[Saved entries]
--------------------

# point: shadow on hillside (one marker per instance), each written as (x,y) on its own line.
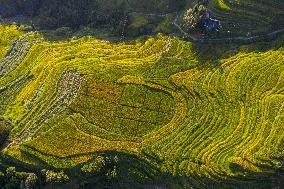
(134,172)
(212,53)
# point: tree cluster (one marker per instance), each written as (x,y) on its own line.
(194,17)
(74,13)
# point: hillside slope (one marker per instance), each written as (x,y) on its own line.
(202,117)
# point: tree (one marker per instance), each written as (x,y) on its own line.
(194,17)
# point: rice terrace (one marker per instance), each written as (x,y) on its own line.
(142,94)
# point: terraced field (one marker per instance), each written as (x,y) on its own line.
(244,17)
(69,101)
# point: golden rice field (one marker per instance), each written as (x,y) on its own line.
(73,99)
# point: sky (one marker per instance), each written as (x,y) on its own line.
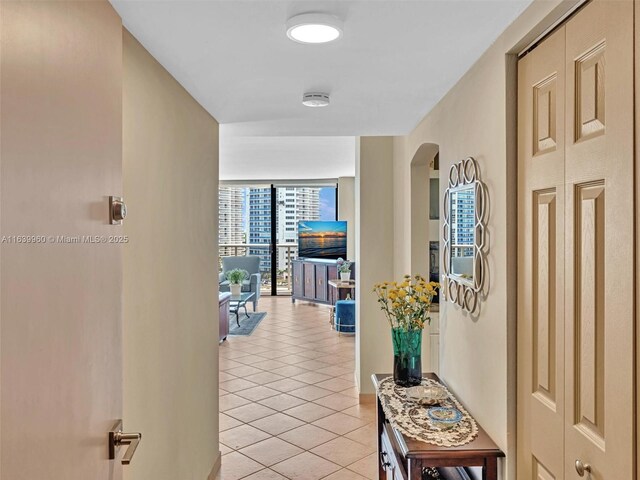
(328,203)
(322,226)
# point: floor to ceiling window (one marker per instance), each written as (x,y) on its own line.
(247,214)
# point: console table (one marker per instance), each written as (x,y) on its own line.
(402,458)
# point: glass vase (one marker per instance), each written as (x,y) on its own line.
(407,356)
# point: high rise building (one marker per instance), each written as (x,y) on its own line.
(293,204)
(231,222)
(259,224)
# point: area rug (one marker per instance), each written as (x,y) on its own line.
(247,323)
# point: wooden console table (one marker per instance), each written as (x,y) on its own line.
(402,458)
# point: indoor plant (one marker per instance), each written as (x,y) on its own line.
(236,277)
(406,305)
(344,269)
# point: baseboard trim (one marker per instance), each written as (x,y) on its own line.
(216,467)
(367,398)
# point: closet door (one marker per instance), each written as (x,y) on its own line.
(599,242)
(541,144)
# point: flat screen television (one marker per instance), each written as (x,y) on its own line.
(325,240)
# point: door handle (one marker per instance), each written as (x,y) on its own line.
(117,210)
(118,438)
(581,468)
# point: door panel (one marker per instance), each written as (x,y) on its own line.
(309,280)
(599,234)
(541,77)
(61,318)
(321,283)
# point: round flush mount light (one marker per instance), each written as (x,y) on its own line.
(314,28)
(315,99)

--------------------

| Exercise aim |
Copy the records exactly. Skip any pictures.

| Answer box |
# point: shadow on hillside (one marker per instance), each written as (x,y) on its own line.
(134,172)
(212,53)
# point: tree cluster (one marker per instance), each written as (x,y) on its own line.
(194,17)
(74,13)
# point: hillside slope (one marker per instance), each written as (x,y) on its own line.
(202,117)
# point: tree (one marker per instance), each written as (x,y) on its own line.
(194,17)
# point: rice terrace (one marker per instance), each written as (x,y) on its own line.
(142,94)
# point: terraced field (one marker per instance), each written as (x,y) on its own line.
(244,17)
(69,101)
# point: golden rice field (one marker per instance), each written as (x,y) on its own line.
(73,99)
# point: sky (one marker per instance), each written as (x,y) on its own line.
(328,203)
(322,226)
# point: floor to ceiling window (one marker per instance), each written as (x,y) on its own line.
(247,214)
# point: console table (one marker per instance), each written as (x,y) on its own line.
(402,458)
# point: glass vase (one marker per instance), each written as (x,y) on its own line.
(407,356)
# point: high rise building (one marker per instance), each written as (x,y) on its own line.
(293,204)
(231,222)
(259,224)
# point: area rug (one marker per instance), each written as (x,y) on its own line.
(247,323)
# point: wooden console table (one marker per instance), each written as (x,y) on its own line.
(402,458)
# point: indoor plant (one marker per instance), each written as (x,y) on its own line.
(236,277)
(406,305)
(344,269)
# point: baseboard trim (one marker per instance), each written as (x,y) on its own line.
(216,467)
(367,398)
# point: closet door (one marker per instance), each written as (x,y) on its own line.
(599,242)
(541,144)
# point: flat screen television (one marker per instance), each written as (x,y) on its own line.
(325,240)
# point: door handle (one marker per instance), each written as (x,y) on its own line.
(117,210)
(118,438)
(581,468)
# point: door panel (one marker per instance), each written as (x,y) on its own line.
(309,280)
(599,234)
(541,77)
(61,318)
(321,283)
# point: round flush mount light (one marker per instance), each written as (x,y) on its own line.
(314,28)
(315,99)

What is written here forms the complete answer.